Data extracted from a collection
────
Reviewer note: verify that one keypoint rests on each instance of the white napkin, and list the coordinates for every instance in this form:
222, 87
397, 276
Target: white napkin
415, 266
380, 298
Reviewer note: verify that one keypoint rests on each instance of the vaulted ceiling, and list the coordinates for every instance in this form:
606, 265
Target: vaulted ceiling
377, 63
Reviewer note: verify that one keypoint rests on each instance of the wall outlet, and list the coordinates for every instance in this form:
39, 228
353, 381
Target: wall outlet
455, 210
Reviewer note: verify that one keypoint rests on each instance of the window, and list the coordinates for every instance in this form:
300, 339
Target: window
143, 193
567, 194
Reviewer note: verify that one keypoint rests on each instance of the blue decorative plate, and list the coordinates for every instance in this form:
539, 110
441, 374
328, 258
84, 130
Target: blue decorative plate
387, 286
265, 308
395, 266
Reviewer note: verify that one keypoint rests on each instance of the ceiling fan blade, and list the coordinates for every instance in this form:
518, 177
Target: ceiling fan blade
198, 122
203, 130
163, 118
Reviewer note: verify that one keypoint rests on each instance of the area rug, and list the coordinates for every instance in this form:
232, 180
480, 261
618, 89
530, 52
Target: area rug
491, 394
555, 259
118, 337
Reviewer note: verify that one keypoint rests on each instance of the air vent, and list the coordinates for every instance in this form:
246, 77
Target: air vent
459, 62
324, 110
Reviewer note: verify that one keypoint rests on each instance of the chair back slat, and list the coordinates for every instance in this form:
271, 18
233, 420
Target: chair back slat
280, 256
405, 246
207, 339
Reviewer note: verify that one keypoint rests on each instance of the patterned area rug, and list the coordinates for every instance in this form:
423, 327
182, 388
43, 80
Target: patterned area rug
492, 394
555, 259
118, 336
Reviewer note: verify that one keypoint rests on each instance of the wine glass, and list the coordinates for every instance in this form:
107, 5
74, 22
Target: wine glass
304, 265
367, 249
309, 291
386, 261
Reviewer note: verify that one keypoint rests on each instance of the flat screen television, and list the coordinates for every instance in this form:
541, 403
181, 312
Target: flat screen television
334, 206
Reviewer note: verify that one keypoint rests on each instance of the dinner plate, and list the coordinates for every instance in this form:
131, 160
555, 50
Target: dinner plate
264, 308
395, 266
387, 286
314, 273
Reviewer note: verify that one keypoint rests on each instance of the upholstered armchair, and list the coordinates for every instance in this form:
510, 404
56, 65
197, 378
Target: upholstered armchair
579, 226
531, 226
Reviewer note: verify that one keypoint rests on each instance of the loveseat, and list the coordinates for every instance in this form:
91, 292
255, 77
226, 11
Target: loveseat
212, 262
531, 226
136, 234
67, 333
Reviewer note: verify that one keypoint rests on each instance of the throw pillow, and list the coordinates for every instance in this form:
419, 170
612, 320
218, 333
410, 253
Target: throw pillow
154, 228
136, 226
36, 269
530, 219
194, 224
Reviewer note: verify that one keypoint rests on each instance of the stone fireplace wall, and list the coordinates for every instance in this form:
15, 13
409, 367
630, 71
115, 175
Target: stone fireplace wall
────
GIVEN EXERCISE:
Repeat exactly the lines above from the line that contains "the loveseat, and" through the end. Include both of these ends; leave out everything else.

RESPONSE:
Reviewer note: verify that one keypoint rests on each instance of the loveseat, and list the coordinates for every instance in this form:
91, 292
255, 77
226, 11
Target: loveseat
212, 262
531, 226
136, 234
67, 333
Reviewer note: verify that one keypoint rests on each instance of the throw pillow, and list the coordinates for every instance in this form:
419, 170
612, 320
218, 333
410, 253
Target: throw pillow
154, 228
136, 226
36, 269
530, 219
194, 224
Reviewer note: verify that one keypoint rests on each instance of the stone fireplace wall, and list the coordinates for every instance in this form:
15, 13
409, 367
630, 71
115, 175
Target: stone fireplace wall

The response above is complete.